Diwakar Vaish (/dɪˈvækər ˈvæʃ/ div-AK-ər-_-VASH; born 23 July 1992) is an Indian-born robotics researcher and Head of Robotics and Research at A-SET Training and Research Institutes (2010–present). He is the developer of India's first completely indigenous 3D printed humanoid robot (Manav), India's first mind controlled robot, and the world's first production brain controlled wheelchair. Diwakar collaborated with the All India Institute of Medical Sciences to create the AgVa Ventilator, a compact and inexpensive medical ventilator. He founded AgVa Healthcare (now D&D Healthcare) to make and distribute the product. The company was the subject of controversy in 2020 due to claims that many of its ventilators were defective and that some were adjusted to report delivering higher levels of oxygen than were actually being delivered.

== Achievements ==
- He is the developer of Manav, India's first completely indigenous 3D printed humanoid robot.
- In 2017, Vaish co-created the world's cheapest and smallest ventilator, alongside the All India Institute of Medical Sciences. The ventilator does not require an artificial oxygen supply and can process atmospheric air. The ventilator, currently in trials, will cost $250 US Dollars.

**Entries supplied:**
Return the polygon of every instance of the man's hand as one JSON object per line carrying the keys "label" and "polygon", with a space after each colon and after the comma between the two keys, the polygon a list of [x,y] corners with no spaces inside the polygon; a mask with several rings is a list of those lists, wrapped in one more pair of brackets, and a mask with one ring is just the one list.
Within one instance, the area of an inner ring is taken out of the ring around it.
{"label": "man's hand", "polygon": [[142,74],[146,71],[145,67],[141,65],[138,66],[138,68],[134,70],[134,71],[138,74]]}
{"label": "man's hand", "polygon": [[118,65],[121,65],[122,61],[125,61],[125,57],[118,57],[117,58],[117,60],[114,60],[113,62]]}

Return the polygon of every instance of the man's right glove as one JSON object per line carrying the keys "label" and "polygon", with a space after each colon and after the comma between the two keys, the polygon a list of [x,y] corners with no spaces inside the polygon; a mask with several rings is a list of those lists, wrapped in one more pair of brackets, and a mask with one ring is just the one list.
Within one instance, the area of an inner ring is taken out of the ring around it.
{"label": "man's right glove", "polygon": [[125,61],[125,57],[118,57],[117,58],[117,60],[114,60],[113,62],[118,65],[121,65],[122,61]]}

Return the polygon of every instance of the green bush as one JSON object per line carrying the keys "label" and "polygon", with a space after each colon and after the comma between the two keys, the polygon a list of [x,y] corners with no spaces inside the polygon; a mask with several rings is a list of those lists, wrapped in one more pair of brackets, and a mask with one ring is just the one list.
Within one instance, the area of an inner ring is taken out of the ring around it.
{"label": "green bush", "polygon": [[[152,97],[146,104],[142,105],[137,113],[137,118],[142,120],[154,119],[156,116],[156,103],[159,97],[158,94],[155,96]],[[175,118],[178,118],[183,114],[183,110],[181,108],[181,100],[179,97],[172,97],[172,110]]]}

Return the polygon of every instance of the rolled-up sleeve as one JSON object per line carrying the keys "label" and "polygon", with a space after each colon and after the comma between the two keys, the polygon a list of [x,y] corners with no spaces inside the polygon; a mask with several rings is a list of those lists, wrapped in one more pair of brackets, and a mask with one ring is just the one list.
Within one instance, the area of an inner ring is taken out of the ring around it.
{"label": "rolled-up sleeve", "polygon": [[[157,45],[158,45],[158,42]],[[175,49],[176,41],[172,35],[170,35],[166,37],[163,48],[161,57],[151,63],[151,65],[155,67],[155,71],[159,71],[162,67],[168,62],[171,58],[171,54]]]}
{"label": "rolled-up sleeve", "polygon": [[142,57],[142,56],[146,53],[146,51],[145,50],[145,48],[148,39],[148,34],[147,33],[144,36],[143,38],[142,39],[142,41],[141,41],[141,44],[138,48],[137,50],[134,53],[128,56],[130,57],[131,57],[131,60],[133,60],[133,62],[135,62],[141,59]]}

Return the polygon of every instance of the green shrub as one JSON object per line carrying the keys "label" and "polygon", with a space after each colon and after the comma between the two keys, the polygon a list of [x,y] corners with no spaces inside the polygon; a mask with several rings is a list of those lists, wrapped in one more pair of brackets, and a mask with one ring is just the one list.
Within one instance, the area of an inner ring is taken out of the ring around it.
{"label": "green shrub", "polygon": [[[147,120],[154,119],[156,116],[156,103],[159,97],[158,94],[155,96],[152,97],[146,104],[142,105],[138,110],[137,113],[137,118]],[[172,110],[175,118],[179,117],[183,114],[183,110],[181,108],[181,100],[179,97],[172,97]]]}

**Work task 1:**
In the Diwakar Vaish text, list every creation that is described as a "first".
**Work task 2:**
Transcribe the part of the Diwakar Vaish text starting at "- In 2017, Vaish" and ending at "cost $250 US Dollars.".

**Response 1:**
- India's first completely indigenous 3D printed humanoid robot (Manav)
- India's first mind controlled robot
- The world's first production brain controlled wheelchair

**Response 2:**
- In 2017, Vaish co-created the world's cheapest and smallest ventilator, alongside the All India Institute of Medical Sciences. The ventilator does not require an artificial oxygen supply and can process atmospheric air. The ventilator, currently in trials, will cost $250 US Dollars.